### [Stated goal]
Could you rewrite the rows from the start of the records through the line holding "xmin=89 ymin=225 xmax=115 ymax=244", inclusive, switching "knee" to "ankle" and changing nothing else? Leave the pictures out of your answer.

### [Region labeling records]
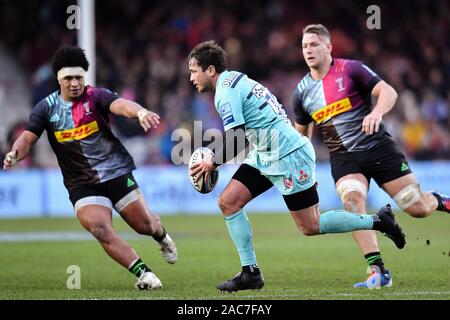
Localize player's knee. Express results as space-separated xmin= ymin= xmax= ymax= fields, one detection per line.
xmin=135 ymin=219 xmax=161 ymax=236
xmin=217 ymin=195 xmax=240 ymax=215
xmin=342 ymin=191 xmax=366 ymax=213
xmin=297 ymin=222 xmax=320 ymax=236
xmin=89 ymin=225 xmax=115 ymax=244
xmin=336 ymin=179 xmax=367 ymax=212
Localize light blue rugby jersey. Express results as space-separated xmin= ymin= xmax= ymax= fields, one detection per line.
xmin=214 ymin=71 xmax=309 ymax=162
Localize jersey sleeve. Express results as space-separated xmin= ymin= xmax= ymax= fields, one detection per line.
xmin=26 ymin=100 xmax=47 ymax=137
xmin=94 ymin=88 xmax=120 ymax=112
xmin=291 ymin=89 xmax=312 ymax=126
xmin=218 ymin=88 xmax=245 ymax=131
xmin=350 ymin=61 xmax=381 ymax=94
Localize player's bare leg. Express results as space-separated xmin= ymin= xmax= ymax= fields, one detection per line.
xmin=383 ymin=173 xmax=442 ymax=218
xmin=77 ymin=205 xmax=162 ymax=289
xmin=336 ymin=174 xmax=392 ymax=287
xmin=120 ymin=189 xmax=178 ymax=264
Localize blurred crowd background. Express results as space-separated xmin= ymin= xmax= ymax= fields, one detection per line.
xmin=0 ymin=0 xmax=450 ymax=167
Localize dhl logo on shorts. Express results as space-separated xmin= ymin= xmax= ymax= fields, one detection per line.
xmin=55 ymin=121 xmax=98 ymax=142
xmin=312 ymin=98 xmax=352 ymax=124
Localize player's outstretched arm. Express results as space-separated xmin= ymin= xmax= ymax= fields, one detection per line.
xmin=3 ymin=130 xmax=39 ymax=170
xmin=109 ymin=98 xmax=159 ymax=132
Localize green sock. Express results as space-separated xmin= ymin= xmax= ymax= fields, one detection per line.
xmin=319 ymin=210 xmax=373 ymax=234
xmin=128 ymin=258 xmax=152 ymax=277
xmin=364 ymin=251 xmax=386 ymax=274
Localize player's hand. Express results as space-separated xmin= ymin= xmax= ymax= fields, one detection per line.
xmin=361 ymin=111 xmax=382 ymax=135
xmin=137 ymin=109 xmax=159 ymax=132
xmin=190 ymin=159 xmax=216 ymax=182
xmin=3 ymin=150 xmax=19 ymax=170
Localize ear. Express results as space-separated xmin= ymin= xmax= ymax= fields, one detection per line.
xmin=206 ymin=65 xmax=217 ymax=78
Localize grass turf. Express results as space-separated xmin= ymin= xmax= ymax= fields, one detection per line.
xmin=0 ymin=213 xmax=450 ymax=300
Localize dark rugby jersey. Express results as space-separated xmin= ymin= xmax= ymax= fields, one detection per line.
xmin=292 ymin=59 xmax=391 ymax=153
xmin=27 ymin=86 xmax=135 ymax=189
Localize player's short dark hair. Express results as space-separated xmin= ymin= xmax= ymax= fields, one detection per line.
xmin=303 ymin=24 xmax=331 ymax=40
xmin=52 ymin=46 xmax=89 ymax=75
xmin=188 ymin=40 xmax=228 ymax=73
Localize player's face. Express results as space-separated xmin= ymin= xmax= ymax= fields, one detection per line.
xmin=189 ymin=58 xmax=212 ymax=92
xmin=302 ymin=33 xmax=331 ymax=69
xmin=59 ymin=76 xmax=84 ymax=99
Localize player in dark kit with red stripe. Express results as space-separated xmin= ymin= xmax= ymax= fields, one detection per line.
xmin=3 ymin=47 xmax=177 ymax=289
xmin=293 ymin=24 xmax=450 ymax=289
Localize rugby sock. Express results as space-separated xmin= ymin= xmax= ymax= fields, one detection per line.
xmin=225 ymin=209 xmax=257 ymax=266
xmin=431 ymin=191 xmax=450 ymax=213
xmin=364 ymin=251 xmax=386 ymax=274
xmin=242 ymin=264 xmax=261 ymax=275
xmin=319 ymin=210 xmax=373 ymax=234
xmin=152 ymin=226 xmax=167 ymax=242
xmin=128 ymin=258 xmax=152 ymax=278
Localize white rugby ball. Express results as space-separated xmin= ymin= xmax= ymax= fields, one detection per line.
xmin=188 ymin=147 xmax=219 ymax=193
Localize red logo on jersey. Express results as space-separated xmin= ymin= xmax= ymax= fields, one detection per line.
xmin=312 ymin=98 xmax=352 ymax=124
xmin=299 ymin=170 xmax=309 ymax=181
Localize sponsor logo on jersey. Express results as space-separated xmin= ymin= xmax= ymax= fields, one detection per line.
xmin=219 ymin=102 xmax=234 ymax=126
xmin=283 ymin=176 xmax=293 ymax=189
xmin=55 ymin=121 xmax=98 ymax=142
xmin=312 ymin=98 xmax=352 ymax=124
xmin=298 ymin=169 xmax=309 ymax=185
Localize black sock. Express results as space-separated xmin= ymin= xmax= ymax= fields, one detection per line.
xmin=152 ymin=226 xmax=167 ymax=242
xmin=128 ymin=258 xmax=152 ymax=277
xmin=364 ymin=252 xmax=386 ymax=274
xmin=242 ymin=264 xmax=261 ymax=276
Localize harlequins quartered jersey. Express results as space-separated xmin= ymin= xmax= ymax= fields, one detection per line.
xmin=27 ymin=86 xmax=135 ymax=188
xmin=292 ymin=59 xmax=391 ymax=153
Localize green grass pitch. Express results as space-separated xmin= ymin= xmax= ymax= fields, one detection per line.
xmin=0 ymin=212 xmax=450 ymax=300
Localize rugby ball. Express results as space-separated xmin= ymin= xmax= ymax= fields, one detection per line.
xmin=188 ymin=147 xmax=219 ymax=193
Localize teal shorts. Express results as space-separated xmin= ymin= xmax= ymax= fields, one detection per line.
xmin=244 ymin=141 xmax=316 ymax=195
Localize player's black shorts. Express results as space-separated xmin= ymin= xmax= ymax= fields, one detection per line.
xmin=68 ymin=172 xmax=139 ymax=206
xmin=232 ymin=164 xmax=319 ymax=211
xmin=330 ymin=141 xmax=411 ymax=186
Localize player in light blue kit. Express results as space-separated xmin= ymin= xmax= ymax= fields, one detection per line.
xmin=188 ymin=41 xmax=405 ymax=292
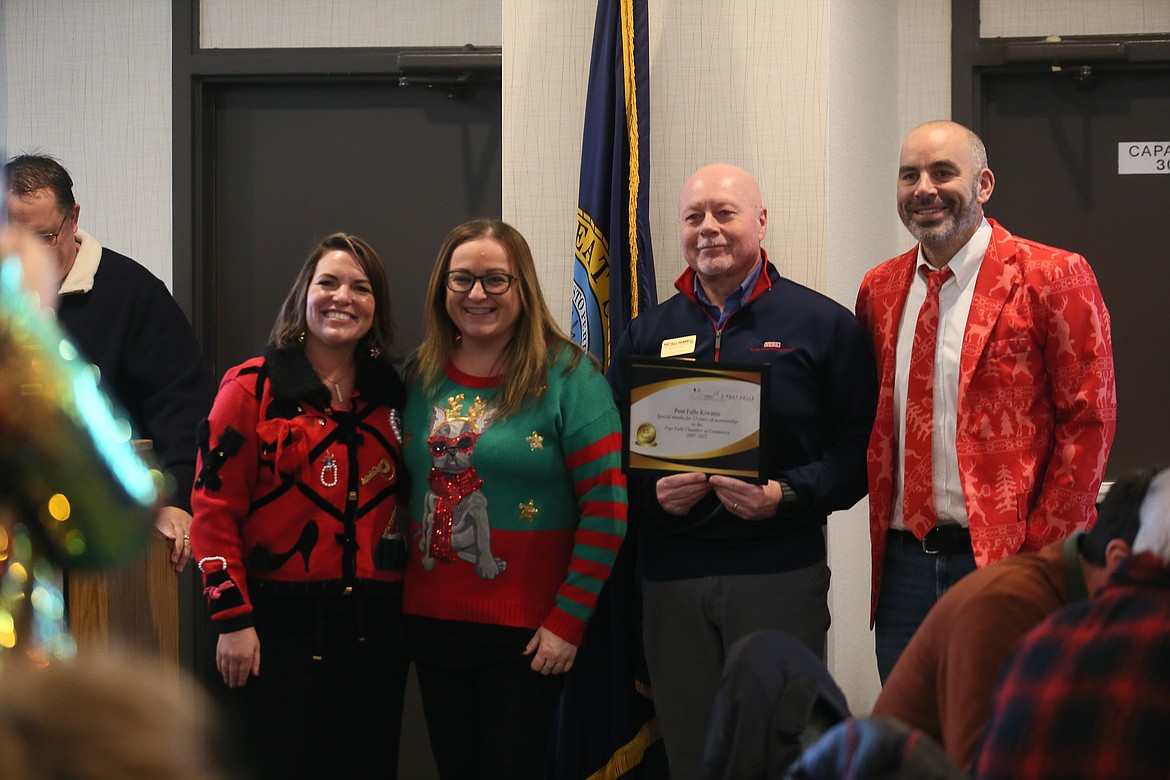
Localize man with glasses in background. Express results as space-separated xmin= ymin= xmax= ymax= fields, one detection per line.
xmin=5 ymin=154 xmax=211 ymax=571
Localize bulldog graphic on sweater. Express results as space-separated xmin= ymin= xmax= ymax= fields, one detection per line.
xmin=419 ymin=393 xmax=508 ymax=580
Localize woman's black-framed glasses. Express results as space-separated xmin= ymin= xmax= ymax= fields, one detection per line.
xmin=445 ymin=271 xmax=516 ymax=295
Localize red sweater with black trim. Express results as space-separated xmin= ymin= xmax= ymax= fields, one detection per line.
xmin=191 ymin=347 xmax=410 ymax=631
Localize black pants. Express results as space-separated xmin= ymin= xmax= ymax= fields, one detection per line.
xmin=414 ymin=656 xmax=564 ymax=780
xmin=219 ymin=589 xmax=407 ymax=780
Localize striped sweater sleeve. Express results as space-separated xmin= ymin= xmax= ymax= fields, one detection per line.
xmin=544 ymin=360 xmax=626 ymax=646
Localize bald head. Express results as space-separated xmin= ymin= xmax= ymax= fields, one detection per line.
xmin=902 ymin=119 xmax=987 ymax=171
xmin=679 ymin=164 xmax=768 ymax=294
xmin=897 ymin=120 xmax=996 ymax=268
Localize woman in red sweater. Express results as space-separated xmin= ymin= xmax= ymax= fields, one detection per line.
xmin=191 ymin=233 xmax=407 ymax=779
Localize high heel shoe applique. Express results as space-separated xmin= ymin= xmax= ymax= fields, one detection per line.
xmin=248 ymin=520 xmax=321 ymax=574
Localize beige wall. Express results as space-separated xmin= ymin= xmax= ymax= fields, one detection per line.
xmin=0 ymin=0 xmax=1170 ymax=712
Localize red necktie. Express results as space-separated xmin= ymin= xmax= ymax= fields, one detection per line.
xmin=902 ymin=268 xmax=951 ymax=539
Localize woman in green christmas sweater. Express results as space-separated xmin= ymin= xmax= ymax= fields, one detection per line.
xmin=404 ymin=220 xmax=626 ymax=780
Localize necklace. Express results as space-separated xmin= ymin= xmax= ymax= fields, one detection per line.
xmin=315 ymin=368 xmax=353 ymax=406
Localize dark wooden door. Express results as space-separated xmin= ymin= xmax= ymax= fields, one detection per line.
xmin=209 ymin=82 xmax=502 ymax=377
xmin=979 ymin=63 xmax=1170 ymax=479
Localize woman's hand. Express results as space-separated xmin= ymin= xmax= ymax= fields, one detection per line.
xmin=215 ymin=628 xmax=260 ymax=688
xmin=524 ymin=627 xmax=577 ymax=675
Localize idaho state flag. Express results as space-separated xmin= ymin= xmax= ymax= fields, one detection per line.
xmin=571 ymin=0 xmax=658 ymax=370
xmin=548 ymin=0 xmax=669 ymax=780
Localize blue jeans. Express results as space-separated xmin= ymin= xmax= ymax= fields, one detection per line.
xmin=874 ymin=532 xmax=975 ymax=685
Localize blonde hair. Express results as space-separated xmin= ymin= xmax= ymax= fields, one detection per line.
xmin=0 ymin=651 xmax=229 ymax=780
xmin=410 ymin=220 xmax=585 ymax=417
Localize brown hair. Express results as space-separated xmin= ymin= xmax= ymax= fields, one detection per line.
xmin=4 ymin=154 xmax=77 ymax=214
xmin=411 ymin=220 xmax=584 ymax=416
xmin=269 ymin=233 xmax=394 ymax=359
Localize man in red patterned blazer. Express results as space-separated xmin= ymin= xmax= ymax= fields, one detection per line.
xmin=856 ymin=122 xmax=1116 ymax=682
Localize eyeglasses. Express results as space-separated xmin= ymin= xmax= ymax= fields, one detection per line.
xmin=35 ymin=212 xmax=69 ymax=247
xmin=446 ymin=271 xmax=516 ymax=295
xmin=427 ymin=434 xmax=479 ymax=456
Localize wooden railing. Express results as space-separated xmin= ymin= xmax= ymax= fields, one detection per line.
xmin=66 ymin=532 xmax=179 ymax=665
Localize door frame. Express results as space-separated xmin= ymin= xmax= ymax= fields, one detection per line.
xmin=171 ymin=0 xmax=503 ymax=676
xmin=951 ymin=0 xmax=1170 ymax=133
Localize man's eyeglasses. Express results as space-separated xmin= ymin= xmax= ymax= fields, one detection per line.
xmin=34 ymin=212 xmax=69 ymax=247
xmin=446 ymin=271 xmax=516 ymax=295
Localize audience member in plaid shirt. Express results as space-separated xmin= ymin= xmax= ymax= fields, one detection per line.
xmin=975 ymin=471 xmax=1170 ymax=780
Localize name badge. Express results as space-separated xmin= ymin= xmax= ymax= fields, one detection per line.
xmin=659 ymin=336 xmax=697 ymax=358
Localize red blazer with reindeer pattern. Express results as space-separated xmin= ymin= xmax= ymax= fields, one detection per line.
xmin=856 ymin=220 xmax=1117 ymax=627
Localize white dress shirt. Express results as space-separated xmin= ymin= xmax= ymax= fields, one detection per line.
xmin=890 ymin=219 xmax=991 ymax=531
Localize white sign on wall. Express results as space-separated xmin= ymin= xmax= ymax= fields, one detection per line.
xmin=1117 ymin=140 xmax=1170 ymax=174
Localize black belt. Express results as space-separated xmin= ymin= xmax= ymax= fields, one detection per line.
xmin=889 ymin=525 xmax=971 ymax=555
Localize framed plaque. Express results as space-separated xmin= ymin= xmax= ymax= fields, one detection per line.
xmin=621 ymin=357 xmax=771 ymax=484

### [Reply to the task]
Localize player's ankle. Express results as space-separated xmin= ymin= xmax= ymax= fields, one detection per line.
xmin=135 ymin=219 xmax=161 ymax=236
xmin=217 ymin=195 xmax=240 ymax=215
xmin=342 ymin=191 xmax=366 ymax=213
xmin=297 ymin=222 xmax=320 ymax=236
xmin=89 ymin=225 xmax=115 ymax=244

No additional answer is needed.